**What to produce**
How many lines in the entries below contain the string "ground"? Case counts. Reply with the number alone.

**Given entries**
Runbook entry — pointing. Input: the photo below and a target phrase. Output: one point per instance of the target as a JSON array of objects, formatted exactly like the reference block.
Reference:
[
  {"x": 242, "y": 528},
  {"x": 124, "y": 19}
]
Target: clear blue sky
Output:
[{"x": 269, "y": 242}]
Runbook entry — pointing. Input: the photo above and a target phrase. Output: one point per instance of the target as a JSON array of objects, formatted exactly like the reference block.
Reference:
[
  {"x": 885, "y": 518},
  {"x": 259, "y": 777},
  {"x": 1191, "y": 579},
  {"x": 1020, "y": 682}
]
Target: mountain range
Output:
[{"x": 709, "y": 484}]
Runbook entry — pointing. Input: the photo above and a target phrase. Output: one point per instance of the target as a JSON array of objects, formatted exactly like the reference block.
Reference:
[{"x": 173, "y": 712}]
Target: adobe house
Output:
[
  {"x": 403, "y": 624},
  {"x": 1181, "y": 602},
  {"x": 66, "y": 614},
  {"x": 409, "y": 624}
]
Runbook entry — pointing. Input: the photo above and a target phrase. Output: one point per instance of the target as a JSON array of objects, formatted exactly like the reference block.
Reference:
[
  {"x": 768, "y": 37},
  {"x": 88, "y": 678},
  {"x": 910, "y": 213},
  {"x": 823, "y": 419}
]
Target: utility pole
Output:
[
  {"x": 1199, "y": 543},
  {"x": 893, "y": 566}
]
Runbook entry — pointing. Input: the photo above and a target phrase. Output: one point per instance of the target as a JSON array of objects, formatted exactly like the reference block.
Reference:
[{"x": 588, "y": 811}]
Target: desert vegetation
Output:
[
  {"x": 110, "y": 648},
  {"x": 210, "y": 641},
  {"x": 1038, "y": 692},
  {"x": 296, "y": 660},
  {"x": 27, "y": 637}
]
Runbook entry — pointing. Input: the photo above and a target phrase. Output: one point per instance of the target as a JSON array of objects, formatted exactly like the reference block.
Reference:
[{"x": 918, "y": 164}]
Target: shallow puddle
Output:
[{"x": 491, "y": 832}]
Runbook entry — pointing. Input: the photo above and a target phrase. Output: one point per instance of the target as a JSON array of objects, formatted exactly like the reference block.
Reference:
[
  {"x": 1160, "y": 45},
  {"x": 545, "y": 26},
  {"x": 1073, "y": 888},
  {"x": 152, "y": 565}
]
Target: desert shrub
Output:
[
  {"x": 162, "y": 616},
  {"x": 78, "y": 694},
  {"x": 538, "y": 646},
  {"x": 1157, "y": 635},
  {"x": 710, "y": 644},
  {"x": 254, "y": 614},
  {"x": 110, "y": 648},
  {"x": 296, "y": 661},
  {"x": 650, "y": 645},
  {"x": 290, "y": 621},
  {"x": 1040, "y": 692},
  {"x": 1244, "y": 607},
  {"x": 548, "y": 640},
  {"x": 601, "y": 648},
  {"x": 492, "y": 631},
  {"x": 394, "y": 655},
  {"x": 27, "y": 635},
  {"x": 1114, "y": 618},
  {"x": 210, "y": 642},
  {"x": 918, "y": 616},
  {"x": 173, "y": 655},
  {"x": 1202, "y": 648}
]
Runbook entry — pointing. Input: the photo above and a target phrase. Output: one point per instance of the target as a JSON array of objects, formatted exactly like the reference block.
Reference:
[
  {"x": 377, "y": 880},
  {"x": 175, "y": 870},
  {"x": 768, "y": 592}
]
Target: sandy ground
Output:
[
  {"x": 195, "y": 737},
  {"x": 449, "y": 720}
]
...
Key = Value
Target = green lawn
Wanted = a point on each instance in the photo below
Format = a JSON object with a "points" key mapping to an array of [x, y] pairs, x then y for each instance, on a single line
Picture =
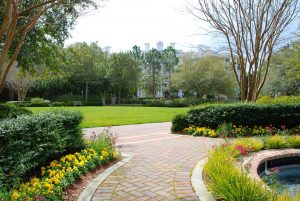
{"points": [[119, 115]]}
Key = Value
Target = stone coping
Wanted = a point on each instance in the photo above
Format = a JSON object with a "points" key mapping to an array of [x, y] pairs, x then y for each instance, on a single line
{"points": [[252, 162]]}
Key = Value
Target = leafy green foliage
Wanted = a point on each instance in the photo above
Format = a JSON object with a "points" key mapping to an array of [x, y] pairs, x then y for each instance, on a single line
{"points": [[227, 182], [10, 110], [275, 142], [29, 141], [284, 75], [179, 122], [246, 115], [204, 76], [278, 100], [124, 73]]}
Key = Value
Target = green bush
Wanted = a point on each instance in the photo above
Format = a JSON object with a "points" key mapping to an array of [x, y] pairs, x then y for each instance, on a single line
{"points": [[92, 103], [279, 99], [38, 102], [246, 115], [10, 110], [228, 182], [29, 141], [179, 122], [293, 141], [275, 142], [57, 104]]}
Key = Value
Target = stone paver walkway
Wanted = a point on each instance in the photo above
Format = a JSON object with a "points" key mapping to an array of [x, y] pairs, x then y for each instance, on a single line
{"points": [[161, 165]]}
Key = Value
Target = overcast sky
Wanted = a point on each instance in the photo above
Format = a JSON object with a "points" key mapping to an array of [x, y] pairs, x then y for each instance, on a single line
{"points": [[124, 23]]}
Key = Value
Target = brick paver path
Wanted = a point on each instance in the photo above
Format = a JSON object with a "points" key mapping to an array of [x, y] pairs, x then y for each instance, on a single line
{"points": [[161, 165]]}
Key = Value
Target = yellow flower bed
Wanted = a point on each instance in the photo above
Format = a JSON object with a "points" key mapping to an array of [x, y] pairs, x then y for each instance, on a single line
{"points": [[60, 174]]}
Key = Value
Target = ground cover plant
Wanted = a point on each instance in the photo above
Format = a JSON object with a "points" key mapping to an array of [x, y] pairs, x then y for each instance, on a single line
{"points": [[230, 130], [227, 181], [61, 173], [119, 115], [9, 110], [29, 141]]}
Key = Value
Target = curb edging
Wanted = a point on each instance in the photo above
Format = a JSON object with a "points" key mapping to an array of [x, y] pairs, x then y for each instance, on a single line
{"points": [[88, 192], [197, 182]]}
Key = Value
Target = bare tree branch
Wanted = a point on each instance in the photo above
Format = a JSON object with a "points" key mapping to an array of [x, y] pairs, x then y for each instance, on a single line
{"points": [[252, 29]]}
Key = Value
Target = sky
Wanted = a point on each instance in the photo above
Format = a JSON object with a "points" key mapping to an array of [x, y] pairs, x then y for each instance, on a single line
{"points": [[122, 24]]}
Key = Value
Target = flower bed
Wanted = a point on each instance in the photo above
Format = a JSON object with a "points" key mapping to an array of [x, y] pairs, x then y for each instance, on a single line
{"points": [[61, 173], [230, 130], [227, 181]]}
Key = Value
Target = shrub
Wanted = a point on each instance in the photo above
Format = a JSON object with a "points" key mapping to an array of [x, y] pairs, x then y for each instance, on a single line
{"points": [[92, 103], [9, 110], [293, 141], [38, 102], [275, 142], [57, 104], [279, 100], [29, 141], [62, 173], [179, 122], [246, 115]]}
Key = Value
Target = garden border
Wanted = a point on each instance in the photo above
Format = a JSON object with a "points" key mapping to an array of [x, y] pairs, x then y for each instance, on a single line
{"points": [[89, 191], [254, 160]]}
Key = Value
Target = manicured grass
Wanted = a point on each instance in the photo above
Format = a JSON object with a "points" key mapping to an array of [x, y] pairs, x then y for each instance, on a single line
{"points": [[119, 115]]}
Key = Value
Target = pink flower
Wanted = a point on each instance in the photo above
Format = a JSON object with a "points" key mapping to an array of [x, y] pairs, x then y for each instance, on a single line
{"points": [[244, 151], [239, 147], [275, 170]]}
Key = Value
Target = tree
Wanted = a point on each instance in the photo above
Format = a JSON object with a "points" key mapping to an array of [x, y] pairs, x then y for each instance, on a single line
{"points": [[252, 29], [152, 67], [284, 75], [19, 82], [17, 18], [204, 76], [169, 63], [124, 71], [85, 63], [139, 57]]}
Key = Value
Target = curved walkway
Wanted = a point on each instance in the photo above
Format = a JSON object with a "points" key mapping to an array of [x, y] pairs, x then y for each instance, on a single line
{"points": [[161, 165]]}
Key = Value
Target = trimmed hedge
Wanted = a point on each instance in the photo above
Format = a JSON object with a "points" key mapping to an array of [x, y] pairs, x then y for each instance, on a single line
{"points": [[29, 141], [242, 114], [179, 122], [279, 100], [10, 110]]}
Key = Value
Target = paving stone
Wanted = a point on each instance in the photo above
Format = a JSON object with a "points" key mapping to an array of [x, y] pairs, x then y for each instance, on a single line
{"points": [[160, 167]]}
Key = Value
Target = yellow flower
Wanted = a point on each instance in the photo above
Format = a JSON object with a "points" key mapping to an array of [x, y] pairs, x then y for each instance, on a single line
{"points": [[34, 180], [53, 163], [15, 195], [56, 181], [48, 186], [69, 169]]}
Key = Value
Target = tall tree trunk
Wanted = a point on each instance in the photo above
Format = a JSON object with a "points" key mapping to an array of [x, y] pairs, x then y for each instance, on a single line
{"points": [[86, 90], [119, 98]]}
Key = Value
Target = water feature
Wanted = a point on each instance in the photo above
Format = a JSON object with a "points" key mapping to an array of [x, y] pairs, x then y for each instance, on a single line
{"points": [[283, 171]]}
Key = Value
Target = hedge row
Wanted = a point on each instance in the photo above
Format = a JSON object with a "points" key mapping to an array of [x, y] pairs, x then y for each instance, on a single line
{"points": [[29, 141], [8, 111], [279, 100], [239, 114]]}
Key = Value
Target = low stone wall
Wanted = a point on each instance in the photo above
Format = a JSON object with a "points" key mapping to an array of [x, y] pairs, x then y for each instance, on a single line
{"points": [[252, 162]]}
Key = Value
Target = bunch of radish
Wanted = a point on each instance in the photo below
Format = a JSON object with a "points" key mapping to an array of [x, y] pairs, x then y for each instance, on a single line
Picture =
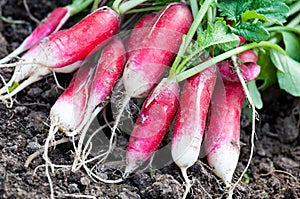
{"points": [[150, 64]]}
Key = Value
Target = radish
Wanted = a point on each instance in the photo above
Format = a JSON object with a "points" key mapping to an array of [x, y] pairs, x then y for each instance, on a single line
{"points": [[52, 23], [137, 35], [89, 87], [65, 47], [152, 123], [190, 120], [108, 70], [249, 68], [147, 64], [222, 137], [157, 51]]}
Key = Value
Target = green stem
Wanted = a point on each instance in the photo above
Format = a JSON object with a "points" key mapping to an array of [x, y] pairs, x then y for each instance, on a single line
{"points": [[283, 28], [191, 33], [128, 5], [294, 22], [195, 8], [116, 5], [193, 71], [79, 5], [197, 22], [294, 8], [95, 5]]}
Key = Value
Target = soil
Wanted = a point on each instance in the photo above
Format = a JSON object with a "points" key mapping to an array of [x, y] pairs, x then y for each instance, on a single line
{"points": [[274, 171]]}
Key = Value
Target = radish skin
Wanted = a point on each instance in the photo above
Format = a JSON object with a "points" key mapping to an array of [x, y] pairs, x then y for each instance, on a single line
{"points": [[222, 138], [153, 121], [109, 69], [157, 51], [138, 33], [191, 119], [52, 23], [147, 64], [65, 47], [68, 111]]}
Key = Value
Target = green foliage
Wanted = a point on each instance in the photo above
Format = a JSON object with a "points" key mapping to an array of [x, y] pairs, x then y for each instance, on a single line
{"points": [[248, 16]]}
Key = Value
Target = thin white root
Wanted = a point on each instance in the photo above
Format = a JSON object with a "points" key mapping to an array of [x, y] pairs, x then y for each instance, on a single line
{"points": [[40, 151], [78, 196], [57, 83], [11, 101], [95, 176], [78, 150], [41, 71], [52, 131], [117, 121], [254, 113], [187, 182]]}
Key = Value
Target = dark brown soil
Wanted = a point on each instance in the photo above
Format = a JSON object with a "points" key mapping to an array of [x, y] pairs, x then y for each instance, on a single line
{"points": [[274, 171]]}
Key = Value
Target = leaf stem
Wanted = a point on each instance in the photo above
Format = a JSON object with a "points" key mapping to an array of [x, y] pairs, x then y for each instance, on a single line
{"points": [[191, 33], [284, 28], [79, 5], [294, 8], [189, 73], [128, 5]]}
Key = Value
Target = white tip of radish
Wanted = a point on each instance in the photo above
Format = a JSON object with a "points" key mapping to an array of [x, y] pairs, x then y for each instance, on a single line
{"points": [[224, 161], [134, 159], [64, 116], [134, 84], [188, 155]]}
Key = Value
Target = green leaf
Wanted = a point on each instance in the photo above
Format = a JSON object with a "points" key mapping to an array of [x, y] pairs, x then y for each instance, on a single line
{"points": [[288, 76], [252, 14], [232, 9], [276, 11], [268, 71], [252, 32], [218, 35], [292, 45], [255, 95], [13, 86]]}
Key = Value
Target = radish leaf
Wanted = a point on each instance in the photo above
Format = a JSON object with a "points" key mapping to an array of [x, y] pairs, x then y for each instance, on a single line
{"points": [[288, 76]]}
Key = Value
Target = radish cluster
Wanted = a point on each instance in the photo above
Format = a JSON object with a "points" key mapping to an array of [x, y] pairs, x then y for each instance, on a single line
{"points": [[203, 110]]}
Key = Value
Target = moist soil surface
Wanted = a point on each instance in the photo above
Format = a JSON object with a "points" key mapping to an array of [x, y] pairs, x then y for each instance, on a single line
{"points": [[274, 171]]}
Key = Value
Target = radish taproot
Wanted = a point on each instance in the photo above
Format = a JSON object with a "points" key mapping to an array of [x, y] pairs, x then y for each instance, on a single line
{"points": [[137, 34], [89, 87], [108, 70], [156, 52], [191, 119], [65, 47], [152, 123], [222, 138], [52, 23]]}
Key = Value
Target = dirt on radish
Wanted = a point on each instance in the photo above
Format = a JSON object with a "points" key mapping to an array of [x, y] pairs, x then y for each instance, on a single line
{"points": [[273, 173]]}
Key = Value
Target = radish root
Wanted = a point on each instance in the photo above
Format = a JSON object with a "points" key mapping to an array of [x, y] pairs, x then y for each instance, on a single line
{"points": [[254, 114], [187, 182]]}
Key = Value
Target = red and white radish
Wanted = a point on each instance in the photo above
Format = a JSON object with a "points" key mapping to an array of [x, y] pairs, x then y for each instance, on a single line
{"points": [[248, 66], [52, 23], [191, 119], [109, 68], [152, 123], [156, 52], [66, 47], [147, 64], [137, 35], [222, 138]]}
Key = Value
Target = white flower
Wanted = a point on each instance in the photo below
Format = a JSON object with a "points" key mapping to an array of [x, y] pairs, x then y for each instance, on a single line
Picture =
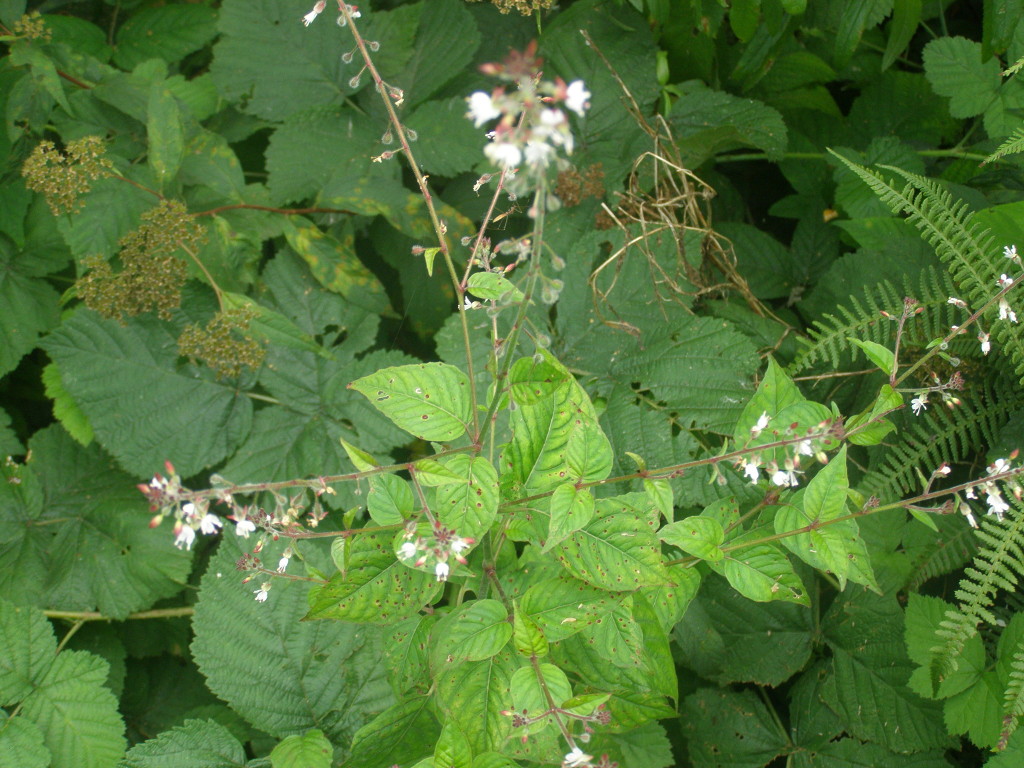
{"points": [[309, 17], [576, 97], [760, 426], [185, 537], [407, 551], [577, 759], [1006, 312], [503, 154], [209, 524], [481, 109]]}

**Written response**
2